§ WHAT YOU SHOULD DO
Please convert the material below into a JSON list of strings, one string for each line, leaving out any blank lines.

-----

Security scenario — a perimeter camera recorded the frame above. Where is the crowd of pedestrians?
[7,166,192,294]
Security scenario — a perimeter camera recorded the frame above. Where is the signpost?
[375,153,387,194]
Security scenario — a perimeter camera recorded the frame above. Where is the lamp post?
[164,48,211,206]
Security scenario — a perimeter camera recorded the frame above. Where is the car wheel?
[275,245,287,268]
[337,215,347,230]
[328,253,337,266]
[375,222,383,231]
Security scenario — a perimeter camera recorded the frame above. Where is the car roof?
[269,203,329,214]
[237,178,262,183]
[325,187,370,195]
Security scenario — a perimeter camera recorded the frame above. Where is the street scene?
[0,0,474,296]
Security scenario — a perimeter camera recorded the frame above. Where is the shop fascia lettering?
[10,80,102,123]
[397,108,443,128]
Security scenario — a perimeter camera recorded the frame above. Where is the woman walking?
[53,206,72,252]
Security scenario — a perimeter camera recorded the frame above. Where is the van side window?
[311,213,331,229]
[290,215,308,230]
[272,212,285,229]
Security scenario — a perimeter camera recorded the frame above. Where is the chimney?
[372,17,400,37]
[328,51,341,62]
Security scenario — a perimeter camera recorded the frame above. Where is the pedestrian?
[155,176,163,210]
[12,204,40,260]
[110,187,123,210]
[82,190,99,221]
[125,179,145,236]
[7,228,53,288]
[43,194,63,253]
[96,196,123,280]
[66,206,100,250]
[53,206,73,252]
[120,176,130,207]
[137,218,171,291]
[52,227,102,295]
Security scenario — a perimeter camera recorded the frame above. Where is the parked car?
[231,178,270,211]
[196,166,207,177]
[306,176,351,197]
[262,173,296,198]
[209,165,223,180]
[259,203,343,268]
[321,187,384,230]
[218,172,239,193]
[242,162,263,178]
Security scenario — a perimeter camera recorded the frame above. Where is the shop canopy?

-----

§ ANSWER BELOW
[
  "Security scenario — a perimeter camera recorded the frame above. Where is the crowd of pedestrians?",
  "[7,166,192,294]",
  "Security scenario — a perimeter camera recorded the frame above. Where is the signpost?",
  "[375,153,387,194]",
  "Security scenario — a perimeter camera recorded the frame above. Where is the lamp post?",
  "[164,48,211,206]",
  "Security scenario — a perimeter camera recorded the frame above. Where is the car wheel?",
  "[275,245,287,268]",
  "[337,215,347,230]",
  "[328,253,337,266]",
  "[375,222,383,231]",
  "Security scenario — a perimeter camera recorded the frame above. Where is the car roof?",
  "[269,203,329,214]",
  "[237,178,262,183]",
  "[325,187,370,195]",
  "Security scenario — a perimeter camera recorded the frame above. Where is the street scene?",
  "[0,0,474,296]",
  "Security scenario — a perimeter camera recorded the frame above. Where is the shop fascia lettering?",
  "[10,80,102,123]",
  "[397,108,443,128]",
  "Security scenario — a perimeter camera recorded the frame above. Where is the woman walking?",
  "[53,206,72,252]",
  "Security scenario — a perimeter camera recorded the frame above. Where is the van side window?",
  "[311,213,331,229]",
  "[290,215,308,230]",
  "[272,212,285,229]",
  "Security scenario — a perimeter camera recorded the frame above. Where is the chimney?",
  "[372,17,400,37]",
  "[328,51,341,62]",
  "Security scenario — a perimeter camera recorded the frame above. Where is the pedestrian?",
  "[155,176,163,210]",
  "[12,204,40,260]",
  "[110,187,123,210]",
  "[82,190,99,221]",
  "[125,179,145,236]",
  "[7,228,53,288]",
  "[43,194,63,253]",
  "[96,196,123,280]",
  "[66,206,100,250]",
  "[53,206,73,252]",
  "[120,176,130,207]",
  "[137,218,171,291]",
  "[52,227,102,295]",
  "Security scenario — a perimeter camera recorded the frame above. Where is the parked car?",
  "[231,178,270,211]",
  "[196,166,207,177]",
  "[306,176,351,197]",
  "[262,173,296,198]",
  "[209,165,223,180]",
  "[259,203,343,268]",
  "[321,187,384,230]",
  "[218,172,239,193]",
  "[242,162,263,178]",
  "Security scenario — a perimeter camera recorded the frame above. Where is the shop canopy?"
]